The war was a chasm for most.

There was one life before and one life afterwards.

Deep beneath the Millennium Monument in Beijing is a vast circular chamber. On the outer wall of the chamber is laid out the orthodox version of Chinese history, carved in golden-yellow stone bas relief. The history starts with mythical culture heroes and passes through all the iconic culture figures. The last figure is Deng Xiaoping, who completes the circle. The wall carries two messages: One shows the historical inevitability of contemporary China, the unbroken march from the distant past to the present. The other shows a continuous culture whose fundamental characteristics do not change.

□ □ □ □ □ □ □

--- Work to complete ---
Duplicate the Millennium Monument passage word for word from "Deep beneath the" to "do not change.". The data that follows was taken from a separate source.

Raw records
□ □ □ □ □ □ □

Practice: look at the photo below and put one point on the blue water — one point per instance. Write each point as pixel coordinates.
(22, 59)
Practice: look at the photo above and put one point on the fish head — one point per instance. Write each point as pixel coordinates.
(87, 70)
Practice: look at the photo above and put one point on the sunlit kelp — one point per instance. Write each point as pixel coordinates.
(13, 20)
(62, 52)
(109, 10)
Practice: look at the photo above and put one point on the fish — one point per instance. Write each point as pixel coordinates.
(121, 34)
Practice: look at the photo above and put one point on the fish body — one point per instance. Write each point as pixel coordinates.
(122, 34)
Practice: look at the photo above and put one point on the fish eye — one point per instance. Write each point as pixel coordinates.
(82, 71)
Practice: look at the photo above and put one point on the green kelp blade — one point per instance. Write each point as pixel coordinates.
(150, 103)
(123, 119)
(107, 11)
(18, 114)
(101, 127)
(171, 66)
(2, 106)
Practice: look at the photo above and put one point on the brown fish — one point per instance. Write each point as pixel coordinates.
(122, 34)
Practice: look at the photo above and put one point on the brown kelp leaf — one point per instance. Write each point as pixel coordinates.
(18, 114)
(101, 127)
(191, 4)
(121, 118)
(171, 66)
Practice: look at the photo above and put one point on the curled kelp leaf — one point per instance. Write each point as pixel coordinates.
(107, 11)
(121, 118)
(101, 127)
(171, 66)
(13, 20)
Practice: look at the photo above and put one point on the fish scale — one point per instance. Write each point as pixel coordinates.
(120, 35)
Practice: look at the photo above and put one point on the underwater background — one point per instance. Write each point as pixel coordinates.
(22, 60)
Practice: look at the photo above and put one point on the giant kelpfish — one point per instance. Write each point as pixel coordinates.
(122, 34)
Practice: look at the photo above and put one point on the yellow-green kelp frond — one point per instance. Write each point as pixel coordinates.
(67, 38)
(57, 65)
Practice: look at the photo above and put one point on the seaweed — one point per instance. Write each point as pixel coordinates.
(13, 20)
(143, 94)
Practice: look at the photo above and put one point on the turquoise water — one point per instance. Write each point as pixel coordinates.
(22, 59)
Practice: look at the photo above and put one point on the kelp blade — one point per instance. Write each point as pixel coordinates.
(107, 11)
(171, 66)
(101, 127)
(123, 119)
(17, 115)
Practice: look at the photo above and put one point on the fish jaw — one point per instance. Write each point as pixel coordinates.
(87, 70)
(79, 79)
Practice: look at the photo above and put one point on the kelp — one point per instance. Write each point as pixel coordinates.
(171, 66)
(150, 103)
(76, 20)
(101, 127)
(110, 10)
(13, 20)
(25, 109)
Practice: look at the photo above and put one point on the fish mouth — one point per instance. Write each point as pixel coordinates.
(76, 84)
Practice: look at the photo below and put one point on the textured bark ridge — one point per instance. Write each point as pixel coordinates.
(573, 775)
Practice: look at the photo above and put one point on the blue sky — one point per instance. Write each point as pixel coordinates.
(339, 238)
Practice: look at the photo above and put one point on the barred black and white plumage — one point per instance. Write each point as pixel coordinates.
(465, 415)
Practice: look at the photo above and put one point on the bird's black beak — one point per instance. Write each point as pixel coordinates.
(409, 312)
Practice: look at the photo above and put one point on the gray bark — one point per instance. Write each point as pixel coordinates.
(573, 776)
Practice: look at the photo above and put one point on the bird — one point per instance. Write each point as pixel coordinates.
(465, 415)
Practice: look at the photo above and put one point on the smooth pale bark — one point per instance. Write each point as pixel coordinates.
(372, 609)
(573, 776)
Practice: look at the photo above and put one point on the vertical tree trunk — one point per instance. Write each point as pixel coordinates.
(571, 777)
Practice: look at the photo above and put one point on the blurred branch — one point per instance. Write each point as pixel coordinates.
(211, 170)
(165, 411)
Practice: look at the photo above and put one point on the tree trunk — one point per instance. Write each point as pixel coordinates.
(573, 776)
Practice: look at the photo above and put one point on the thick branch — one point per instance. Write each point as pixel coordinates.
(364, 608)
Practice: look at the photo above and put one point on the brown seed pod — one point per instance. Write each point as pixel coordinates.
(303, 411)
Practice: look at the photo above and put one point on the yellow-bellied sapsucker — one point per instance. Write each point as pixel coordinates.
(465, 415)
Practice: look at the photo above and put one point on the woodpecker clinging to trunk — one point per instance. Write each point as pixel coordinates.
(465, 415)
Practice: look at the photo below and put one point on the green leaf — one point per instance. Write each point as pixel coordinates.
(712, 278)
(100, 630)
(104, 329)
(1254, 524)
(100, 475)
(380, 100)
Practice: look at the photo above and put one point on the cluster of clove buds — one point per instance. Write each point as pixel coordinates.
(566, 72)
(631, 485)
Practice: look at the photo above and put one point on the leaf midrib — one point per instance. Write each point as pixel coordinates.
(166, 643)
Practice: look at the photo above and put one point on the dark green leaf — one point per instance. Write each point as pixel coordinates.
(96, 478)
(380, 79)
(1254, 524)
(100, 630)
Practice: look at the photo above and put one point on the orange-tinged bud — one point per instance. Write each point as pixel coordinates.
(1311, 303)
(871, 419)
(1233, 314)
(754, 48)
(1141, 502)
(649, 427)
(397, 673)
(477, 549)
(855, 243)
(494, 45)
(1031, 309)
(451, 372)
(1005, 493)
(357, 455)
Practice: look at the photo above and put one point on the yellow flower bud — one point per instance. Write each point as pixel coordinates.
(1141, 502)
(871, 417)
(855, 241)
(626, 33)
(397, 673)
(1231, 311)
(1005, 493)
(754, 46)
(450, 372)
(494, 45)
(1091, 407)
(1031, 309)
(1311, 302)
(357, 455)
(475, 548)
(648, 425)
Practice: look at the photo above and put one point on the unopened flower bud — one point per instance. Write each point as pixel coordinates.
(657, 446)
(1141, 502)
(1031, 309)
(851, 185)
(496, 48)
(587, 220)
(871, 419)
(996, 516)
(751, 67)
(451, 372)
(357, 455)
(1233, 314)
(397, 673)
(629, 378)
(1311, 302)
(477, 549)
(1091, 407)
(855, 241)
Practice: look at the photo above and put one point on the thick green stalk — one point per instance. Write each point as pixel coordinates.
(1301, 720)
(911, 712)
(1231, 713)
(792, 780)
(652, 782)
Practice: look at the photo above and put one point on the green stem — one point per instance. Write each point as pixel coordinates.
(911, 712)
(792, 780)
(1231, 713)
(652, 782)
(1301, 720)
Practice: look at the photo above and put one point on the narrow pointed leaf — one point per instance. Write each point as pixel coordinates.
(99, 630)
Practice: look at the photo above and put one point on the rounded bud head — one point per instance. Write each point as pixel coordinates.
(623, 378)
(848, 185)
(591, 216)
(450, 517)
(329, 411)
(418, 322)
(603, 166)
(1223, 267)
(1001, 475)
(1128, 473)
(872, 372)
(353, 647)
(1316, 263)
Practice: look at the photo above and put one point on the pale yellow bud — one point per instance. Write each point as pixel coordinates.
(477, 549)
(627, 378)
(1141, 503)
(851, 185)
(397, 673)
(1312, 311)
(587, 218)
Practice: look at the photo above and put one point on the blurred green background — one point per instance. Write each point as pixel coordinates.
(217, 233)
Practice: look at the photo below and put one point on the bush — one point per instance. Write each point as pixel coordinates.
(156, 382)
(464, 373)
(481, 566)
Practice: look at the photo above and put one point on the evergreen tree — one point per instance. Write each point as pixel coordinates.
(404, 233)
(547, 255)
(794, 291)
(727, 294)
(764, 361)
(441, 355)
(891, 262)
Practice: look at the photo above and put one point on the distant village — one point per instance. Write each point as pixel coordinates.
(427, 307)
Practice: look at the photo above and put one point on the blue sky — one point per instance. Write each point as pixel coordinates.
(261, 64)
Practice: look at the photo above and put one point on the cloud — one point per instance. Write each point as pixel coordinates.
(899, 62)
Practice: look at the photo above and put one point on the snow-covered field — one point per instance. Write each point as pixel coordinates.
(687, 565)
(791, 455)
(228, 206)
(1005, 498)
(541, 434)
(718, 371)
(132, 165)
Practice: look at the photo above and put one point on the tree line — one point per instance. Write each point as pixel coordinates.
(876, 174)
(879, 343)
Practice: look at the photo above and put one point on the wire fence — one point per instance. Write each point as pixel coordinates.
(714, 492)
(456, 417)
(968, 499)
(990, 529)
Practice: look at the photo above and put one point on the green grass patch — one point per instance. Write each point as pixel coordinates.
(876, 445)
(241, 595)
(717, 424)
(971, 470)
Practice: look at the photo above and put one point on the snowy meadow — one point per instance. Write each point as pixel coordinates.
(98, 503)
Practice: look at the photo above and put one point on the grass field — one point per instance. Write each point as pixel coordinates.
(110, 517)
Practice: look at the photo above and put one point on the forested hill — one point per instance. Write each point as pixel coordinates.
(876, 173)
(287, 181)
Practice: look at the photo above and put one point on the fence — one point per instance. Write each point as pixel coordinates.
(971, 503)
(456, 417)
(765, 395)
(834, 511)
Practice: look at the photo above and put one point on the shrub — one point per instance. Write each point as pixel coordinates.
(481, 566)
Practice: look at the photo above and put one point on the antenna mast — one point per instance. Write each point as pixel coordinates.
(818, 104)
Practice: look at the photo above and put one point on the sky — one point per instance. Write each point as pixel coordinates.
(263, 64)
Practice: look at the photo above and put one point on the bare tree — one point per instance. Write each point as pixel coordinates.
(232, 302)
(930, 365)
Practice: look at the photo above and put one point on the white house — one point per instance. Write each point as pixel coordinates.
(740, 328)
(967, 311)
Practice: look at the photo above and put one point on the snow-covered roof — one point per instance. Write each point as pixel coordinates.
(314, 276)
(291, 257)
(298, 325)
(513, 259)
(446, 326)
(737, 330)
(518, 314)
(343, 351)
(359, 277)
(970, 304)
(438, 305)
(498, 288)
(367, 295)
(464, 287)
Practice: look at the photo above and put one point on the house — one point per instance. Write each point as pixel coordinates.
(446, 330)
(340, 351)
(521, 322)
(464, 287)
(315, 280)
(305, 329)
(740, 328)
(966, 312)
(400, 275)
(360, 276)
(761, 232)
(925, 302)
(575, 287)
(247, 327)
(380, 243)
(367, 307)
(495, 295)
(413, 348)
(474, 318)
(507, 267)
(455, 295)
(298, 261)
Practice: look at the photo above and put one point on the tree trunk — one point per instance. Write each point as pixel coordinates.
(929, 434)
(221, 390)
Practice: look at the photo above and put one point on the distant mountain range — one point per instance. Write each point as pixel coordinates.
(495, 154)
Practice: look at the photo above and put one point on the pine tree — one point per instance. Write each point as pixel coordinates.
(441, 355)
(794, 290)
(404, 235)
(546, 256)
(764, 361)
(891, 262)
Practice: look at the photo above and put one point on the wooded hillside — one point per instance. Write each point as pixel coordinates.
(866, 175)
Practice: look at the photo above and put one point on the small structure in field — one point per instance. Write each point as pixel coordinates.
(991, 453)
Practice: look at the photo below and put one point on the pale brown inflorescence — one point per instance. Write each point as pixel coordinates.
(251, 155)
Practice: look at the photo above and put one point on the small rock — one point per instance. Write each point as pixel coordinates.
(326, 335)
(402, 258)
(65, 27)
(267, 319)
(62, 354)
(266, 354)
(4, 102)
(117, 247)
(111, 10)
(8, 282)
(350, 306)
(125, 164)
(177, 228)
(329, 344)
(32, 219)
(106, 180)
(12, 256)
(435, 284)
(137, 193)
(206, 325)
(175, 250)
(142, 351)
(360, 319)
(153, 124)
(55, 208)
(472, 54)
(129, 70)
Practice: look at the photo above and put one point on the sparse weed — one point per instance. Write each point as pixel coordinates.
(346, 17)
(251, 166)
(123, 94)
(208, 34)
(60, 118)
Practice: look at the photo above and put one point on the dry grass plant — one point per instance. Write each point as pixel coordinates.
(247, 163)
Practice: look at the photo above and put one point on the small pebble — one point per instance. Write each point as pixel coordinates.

□ □ □ □ □ □ □

--- Result ---
Deep beneath the Millennium Monument in Beijing is a vast circular chamber. On the outer wall of the chamber is laid out the orthodox version of Chinese history, carved in golden-yellow stone bas relief. The history starts with mythical culture heroes and passes through all the iconic culture figures. The last figure is Deng Xiaoping, who completes the circle. The wall carries two messages: One shows the historical inevitability of contemporary China, the unbroken march from the distant past to the present. The other shows a continuous culture whose fundamental characteristics do not change.